Deng Xuan 邓旋

Personal information
- Born: Joy Deng Xuan 20 January 1992 (age 34) Guangzhou, Guangdong, China
- Height: 1.73 m (5 ft 8 in)

Sport
- Country: Hong Kong
- Sport: Badminton

Women's singles
- Highest ranking: 29 (14 November 2013)
- Current ranking: 196 (16 August 2022)
- BWF profile

Medal record
Women's badminton
Representing China
Youth Olympic Games
| Silver medal – second place | 2010 Singapore | Girls' singles |
World Junior Championships
| Gold medal – first place | 2010 Guadalajara | Mixed team |
| Gold medal – first place | 2009 Alor Setar | Mixed team |
Asian Junior Championships
| Gold medal – first place | 2010 Kuala Lumpur | Mixed team |
| Bronze medal – third place | 2010 Kuala Lumpur | Girls' singles |

= Deng Xuan =

Hong Kong badminton player (born 1992)

Joy Xuan Deng (邓旋, born 20 January 1992) is a Hong Kong badminton player. She started playing badminton in her hometown Guangzhou, and in 2010, Deng was selected to join the China national badminton team. In 2014, she retired from the China national badminton team, and in 2017, she started to represent Hong Kong.

TASK 1
In the Deng Xuan profile, explain why the medal record lists her as "Representing China" even though she is described as a Hong Kong badminton player.
TASK 2
In the Deng Xuan profile, rewrite the part that opens with the words containing "Joy Xuan Deng" and closes with "represent Hong Kong.", renaming "China national badminton team" as "Chinese national squad".

A run of records
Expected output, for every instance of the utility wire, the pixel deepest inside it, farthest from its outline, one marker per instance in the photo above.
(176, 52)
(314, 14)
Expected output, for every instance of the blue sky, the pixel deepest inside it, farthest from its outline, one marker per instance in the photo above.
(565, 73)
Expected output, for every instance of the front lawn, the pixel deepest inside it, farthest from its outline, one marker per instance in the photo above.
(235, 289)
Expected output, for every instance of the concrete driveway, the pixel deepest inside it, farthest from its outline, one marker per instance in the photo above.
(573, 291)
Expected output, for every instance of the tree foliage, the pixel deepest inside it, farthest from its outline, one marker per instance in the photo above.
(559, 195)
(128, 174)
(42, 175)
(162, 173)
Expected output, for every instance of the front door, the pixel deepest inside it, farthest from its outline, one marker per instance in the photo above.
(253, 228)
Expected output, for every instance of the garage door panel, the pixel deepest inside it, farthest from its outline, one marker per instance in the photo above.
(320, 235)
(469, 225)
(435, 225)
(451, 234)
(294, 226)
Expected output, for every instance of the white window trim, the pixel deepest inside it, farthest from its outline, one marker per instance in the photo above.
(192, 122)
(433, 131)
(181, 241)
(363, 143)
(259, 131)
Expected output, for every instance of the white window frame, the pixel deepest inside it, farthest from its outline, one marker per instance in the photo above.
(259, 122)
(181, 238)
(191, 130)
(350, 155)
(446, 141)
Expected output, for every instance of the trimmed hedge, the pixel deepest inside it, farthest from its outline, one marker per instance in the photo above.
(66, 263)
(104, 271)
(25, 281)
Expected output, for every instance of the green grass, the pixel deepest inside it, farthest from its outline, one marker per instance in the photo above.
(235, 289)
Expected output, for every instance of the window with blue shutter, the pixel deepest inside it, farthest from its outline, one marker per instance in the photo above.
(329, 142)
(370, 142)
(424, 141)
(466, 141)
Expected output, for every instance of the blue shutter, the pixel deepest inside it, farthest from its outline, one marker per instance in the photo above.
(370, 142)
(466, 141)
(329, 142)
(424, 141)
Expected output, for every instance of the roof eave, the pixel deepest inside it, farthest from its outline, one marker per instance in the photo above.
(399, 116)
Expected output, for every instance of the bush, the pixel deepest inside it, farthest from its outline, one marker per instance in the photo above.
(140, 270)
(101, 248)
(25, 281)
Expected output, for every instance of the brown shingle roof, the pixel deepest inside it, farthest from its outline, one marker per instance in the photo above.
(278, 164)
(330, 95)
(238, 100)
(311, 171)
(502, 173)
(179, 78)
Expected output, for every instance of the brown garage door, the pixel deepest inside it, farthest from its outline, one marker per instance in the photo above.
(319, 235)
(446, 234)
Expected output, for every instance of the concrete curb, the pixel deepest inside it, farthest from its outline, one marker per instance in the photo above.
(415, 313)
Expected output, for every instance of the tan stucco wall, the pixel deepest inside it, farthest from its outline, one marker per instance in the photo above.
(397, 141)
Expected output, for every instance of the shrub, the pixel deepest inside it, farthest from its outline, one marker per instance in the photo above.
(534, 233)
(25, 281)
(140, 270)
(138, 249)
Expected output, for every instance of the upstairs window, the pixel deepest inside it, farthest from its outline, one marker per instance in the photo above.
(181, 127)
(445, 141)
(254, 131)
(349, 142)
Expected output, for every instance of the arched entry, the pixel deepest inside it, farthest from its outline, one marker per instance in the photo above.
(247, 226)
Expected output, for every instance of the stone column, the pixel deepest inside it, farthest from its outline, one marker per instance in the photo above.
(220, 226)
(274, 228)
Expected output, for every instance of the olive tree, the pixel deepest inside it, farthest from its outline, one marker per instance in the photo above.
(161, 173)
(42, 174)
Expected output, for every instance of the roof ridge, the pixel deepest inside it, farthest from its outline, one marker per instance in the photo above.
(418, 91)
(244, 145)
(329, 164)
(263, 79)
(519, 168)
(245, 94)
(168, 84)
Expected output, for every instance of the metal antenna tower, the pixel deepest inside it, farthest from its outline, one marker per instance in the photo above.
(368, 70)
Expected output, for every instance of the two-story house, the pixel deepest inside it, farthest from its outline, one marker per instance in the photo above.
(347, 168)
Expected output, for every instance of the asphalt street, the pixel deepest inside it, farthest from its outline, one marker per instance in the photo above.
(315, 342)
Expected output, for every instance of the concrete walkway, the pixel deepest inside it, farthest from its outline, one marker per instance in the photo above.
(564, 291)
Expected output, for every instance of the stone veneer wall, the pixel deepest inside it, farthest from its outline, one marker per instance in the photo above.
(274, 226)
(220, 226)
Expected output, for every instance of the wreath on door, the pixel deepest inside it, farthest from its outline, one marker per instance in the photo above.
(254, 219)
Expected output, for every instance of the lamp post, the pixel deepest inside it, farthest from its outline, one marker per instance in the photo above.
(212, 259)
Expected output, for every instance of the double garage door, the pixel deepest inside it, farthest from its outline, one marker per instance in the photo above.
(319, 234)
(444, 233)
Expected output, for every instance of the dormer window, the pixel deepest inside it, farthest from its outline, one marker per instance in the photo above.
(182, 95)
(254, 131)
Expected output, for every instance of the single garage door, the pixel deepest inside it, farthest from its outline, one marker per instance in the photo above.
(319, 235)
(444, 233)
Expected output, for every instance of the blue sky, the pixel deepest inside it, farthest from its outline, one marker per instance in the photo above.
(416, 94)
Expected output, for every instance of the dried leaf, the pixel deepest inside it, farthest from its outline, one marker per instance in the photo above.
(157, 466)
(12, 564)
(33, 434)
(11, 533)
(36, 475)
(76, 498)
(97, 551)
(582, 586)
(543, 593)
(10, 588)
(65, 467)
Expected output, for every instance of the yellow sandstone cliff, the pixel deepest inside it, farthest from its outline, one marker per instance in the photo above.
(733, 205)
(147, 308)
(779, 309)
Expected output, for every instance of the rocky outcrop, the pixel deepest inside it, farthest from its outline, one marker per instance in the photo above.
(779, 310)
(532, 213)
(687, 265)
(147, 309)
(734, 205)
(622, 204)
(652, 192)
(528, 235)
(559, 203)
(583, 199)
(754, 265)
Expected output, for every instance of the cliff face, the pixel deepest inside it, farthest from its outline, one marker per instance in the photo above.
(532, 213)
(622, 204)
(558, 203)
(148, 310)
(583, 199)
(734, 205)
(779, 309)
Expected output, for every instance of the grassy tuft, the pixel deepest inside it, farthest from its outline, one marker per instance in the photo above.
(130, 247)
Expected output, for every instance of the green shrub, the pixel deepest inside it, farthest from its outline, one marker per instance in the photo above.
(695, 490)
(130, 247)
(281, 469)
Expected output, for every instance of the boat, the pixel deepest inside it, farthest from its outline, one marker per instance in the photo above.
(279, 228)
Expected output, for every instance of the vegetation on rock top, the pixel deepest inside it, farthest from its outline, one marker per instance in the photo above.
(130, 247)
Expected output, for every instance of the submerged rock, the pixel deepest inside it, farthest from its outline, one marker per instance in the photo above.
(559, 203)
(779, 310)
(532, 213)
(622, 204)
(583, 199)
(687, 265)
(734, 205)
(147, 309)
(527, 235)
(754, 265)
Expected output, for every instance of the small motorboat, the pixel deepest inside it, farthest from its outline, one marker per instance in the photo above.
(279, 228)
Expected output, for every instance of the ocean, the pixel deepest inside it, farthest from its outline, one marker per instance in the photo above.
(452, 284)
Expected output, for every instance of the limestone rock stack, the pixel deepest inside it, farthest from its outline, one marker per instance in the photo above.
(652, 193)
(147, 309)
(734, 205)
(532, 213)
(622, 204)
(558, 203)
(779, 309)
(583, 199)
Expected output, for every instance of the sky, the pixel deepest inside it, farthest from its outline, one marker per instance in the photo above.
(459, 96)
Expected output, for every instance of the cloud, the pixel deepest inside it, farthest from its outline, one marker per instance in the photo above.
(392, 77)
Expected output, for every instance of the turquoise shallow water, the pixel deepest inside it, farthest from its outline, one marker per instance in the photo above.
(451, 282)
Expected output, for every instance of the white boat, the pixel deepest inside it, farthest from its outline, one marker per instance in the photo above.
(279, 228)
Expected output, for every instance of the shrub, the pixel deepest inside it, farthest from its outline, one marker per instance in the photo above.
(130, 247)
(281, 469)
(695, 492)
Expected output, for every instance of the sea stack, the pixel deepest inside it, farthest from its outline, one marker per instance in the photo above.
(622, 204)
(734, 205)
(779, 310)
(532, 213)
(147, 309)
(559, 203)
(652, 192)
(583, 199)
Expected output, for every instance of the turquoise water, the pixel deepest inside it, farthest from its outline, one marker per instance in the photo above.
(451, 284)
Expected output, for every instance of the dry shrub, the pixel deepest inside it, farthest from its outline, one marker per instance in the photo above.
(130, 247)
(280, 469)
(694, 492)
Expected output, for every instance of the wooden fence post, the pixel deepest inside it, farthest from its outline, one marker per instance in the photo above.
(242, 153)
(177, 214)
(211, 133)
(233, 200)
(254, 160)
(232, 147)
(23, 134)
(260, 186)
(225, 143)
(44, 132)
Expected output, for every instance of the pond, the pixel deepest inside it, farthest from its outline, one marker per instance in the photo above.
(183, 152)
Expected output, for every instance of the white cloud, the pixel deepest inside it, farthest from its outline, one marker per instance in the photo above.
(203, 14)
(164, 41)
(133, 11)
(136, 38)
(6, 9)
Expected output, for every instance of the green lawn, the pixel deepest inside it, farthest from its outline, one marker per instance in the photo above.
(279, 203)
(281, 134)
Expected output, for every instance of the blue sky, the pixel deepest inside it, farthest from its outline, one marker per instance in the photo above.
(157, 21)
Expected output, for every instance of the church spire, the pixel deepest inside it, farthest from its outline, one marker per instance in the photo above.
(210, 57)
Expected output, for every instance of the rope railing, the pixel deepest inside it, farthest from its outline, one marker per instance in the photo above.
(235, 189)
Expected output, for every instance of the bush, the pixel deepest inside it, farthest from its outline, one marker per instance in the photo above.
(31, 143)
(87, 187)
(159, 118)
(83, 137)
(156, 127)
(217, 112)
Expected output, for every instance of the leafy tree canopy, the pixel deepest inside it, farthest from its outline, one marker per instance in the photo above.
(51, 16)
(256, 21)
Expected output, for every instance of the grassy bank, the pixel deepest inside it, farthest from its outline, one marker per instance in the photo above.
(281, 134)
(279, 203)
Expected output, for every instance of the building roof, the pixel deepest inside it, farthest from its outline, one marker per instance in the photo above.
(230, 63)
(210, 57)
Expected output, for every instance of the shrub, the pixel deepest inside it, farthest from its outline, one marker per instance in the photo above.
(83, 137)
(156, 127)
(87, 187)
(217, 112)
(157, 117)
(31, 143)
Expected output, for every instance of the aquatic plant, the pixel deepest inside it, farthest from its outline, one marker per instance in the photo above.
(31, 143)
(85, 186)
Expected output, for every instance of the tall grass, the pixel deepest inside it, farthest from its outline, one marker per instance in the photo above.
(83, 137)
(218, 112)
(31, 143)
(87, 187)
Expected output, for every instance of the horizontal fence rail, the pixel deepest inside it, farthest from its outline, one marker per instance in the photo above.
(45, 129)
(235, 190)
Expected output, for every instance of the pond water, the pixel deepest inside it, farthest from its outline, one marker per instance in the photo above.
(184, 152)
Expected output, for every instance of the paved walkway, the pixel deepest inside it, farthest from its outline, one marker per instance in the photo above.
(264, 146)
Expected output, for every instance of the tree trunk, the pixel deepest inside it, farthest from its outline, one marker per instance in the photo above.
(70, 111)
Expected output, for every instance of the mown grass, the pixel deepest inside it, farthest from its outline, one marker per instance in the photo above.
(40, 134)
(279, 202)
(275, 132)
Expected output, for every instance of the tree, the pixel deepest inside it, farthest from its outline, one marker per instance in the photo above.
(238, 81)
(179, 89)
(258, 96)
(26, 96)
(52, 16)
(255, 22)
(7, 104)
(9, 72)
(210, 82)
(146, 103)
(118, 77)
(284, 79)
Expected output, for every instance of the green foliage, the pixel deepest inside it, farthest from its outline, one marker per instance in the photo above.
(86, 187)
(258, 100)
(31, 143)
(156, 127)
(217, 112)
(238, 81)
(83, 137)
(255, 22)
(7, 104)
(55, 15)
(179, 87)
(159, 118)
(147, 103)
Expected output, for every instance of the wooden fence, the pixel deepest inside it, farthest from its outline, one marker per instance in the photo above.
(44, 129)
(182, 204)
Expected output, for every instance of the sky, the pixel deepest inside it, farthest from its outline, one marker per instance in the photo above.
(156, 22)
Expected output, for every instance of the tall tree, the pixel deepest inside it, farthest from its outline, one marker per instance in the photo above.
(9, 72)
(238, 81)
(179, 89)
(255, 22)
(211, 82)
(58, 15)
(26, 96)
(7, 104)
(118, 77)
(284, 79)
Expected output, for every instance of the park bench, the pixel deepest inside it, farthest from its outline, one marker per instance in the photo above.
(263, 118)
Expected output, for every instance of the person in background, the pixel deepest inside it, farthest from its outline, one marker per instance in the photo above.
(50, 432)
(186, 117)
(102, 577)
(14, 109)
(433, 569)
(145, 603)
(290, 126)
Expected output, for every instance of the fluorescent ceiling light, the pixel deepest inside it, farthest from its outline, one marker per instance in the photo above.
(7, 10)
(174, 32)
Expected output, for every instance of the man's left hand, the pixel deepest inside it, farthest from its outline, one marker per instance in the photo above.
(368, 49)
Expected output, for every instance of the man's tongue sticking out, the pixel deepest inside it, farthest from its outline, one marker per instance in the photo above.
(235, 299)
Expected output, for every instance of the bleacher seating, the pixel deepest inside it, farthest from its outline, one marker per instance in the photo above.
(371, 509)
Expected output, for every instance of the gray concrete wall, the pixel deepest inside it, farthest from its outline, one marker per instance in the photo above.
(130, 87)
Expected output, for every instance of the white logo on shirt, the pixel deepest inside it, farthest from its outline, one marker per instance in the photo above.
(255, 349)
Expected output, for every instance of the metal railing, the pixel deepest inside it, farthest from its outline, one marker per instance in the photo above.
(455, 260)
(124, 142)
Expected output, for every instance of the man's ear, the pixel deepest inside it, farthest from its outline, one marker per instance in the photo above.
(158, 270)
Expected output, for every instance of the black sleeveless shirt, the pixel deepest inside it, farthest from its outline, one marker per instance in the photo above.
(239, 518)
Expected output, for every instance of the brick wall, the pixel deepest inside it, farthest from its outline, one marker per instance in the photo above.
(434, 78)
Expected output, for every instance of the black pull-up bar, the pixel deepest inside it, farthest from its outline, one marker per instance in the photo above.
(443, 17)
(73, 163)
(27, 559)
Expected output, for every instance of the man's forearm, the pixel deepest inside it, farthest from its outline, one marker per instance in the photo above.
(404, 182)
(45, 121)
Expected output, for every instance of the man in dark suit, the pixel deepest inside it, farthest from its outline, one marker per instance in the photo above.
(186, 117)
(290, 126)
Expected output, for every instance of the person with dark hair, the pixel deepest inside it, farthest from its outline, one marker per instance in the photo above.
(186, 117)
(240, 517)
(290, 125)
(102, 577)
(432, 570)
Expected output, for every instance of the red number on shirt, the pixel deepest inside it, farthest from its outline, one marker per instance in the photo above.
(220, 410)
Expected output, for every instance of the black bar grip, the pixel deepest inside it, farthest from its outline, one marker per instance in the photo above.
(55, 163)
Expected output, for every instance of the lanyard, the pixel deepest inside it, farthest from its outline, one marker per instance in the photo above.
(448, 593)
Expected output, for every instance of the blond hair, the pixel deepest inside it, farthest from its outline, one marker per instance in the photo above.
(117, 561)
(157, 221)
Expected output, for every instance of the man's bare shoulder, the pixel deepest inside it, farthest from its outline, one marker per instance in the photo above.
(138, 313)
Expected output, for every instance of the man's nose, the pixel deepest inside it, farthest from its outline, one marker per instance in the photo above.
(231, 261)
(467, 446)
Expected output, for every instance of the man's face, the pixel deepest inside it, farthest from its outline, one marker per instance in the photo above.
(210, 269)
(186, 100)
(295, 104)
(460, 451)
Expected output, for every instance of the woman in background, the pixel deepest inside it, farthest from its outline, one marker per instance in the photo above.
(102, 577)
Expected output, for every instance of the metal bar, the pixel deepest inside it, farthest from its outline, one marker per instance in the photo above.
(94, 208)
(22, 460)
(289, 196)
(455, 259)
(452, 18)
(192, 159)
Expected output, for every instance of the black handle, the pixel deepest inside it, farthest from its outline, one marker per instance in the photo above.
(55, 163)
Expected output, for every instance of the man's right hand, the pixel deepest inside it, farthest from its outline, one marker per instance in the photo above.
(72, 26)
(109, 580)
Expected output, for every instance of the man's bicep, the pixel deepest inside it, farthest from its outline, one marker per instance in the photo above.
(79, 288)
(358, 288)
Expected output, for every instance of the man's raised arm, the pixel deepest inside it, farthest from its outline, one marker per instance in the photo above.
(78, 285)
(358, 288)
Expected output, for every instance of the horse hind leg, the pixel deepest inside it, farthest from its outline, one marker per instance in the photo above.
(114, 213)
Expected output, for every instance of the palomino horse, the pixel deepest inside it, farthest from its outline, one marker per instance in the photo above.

COMPLETE ANSWER 1
All of her listed medals date from 2009 and 2010, before her switch to Hong Kong. She was selected for the China national badminton team in 2010 and retired from it in 2014. She began representing Hong Kong only in 2017.

COMPLETE ANSWER 2
Joy Xuan Deng (邓旋, born 20 January 1992) is a Hong Kong badminton player. She started playing badminton in her hometown Guangzhou, and in 2010, Deng was selected to join the Chinese national squad. In 2014, she retired from the Chinese national squad, and in 2017, she started to represent Hong Kong.